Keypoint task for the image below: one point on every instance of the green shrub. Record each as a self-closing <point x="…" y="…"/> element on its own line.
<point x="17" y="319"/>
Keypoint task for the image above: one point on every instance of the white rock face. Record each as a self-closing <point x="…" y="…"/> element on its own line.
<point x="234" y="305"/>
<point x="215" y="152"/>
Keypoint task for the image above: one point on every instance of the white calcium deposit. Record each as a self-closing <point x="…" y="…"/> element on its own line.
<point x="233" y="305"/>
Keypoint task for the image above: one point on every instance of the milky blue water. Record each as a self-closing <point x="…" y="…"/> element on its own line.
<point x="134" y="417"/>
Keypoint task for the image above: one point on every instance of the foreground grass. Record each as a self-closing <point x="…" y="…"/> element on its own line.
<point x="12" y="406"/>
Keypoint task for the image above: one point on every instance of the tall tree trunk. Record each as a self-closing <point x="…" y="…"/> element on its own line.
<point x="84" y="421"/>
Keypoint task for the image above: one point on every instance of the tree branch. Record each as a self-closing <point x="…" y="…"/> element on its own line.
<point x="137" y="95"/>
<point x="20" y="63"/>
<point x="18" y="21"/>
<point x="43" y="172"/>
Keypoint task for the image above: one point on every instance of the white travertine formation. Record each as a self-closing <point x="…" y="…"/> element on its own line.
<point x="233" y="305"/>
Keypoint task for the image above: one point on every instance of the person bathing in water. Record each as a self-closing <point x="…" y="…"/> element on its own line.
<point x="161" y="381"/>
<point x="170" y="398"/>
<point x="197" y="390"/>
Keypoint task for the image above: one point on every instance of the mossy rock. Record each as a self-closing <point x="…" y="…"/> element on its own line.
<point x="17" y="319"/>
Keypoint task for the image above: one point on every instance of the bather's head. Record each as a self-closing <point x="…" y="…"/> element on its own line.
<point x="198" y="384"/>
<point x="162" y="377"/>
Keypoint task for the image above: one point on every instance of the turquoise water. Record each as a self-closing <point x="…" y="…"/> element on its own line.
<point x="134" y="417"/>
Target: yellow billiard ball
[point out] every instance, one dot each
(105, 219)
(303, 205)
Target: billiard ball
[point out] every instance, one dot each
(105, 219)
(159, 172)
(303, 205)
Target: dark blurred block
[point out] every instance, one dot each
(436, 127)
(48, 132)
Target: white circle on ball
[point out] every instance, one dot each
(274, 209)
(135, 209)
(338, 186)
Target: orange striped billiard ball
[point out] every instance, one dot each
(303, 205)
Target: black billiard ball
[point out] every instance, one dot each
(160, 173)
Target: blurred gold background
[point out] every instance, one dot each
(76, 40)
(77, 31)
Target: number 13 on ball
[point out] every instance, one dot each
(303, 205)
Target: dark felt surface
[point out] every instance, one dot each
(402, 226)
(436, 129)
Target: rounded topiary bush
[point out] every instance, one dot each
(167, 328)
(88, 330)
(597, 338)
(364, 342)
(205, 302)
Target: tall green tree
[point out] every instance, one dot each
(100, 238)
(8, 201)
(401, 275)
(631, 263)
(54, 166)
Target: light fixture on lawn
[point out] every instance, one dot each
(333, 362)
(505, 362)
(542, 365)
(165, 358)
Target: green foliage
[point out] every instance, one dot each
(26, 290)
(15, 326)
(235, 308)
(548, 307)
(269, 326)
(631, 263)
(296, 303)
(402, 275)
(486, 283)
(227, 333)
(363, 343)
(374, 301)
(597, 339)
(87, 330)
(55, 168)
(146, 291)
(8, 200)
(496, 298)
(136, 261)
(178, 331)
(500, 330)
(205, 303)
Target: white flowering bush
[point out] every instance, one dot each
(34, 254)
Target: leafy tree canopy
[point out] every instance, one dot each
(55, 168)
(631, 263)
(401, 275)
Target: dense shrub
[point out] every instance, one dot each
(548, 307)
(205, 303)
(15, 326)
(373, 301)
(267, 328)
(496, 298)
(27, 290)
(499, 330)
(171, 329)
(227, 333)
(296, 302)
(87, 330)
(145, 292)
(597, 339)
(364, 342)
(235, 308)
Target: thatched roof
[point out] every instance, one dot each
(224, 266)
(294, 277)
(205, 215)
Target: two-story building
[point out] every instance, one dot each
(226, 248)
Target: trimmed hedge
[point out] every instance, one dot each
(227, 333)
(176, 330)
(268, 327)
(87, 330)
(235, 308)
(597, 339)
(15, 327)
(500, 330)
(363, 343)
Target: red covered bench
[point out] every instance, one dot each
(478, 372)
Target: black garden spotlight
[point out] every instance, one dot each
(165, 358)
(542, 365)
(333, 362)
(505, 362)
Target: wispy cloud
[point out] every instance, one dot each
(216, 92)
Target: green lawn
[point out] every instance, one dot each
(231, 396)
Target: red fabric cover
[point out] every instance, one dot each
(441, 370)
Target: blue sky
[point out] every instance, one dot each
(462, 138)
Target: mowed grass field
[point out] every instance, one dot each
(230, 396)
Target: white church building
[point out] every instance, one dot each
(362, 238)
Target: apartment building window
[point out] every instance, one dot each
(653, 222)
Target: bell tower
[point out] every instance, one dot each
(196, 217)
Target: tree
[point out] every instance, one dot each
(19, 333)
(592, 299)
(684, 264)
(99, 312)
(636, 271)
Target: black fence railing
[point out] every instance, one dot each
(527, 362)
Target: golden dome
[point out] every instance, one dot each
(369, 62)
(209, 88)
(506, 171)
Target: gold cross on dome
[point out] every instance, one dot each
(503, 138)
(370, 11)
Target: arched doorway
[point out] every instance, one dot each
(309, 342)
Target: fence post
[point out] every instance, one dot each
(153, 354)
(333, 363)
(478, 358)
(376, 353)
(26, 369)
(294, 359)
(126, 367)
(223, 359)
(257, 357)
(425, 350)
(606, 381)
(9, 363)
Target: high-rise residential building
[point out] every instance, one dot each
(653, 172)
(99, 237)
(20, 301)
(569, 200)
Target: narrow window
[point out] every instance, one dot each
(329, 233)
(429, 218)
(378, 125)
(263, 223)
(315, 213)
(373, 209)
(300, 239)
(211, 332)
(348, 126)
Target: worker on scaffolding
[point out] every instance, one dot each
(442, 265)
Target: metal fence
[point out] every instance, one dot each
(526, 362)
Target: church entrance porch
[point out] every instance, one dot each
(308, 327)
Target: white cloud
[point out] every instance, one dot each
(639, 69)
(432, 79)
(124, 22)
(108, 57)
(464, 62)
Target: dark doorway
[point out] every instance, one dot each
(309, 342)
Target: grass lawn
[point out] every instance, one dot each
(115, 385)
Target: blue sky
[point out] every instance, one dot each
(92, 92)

★ ★ ★ ★

**YOUR GOAL**.
List all lines from the entries that include the word "dark".

**THE COMPLETED TASK**.
Target: dark blurred block
Target: dark felt surface
Target: dark doorway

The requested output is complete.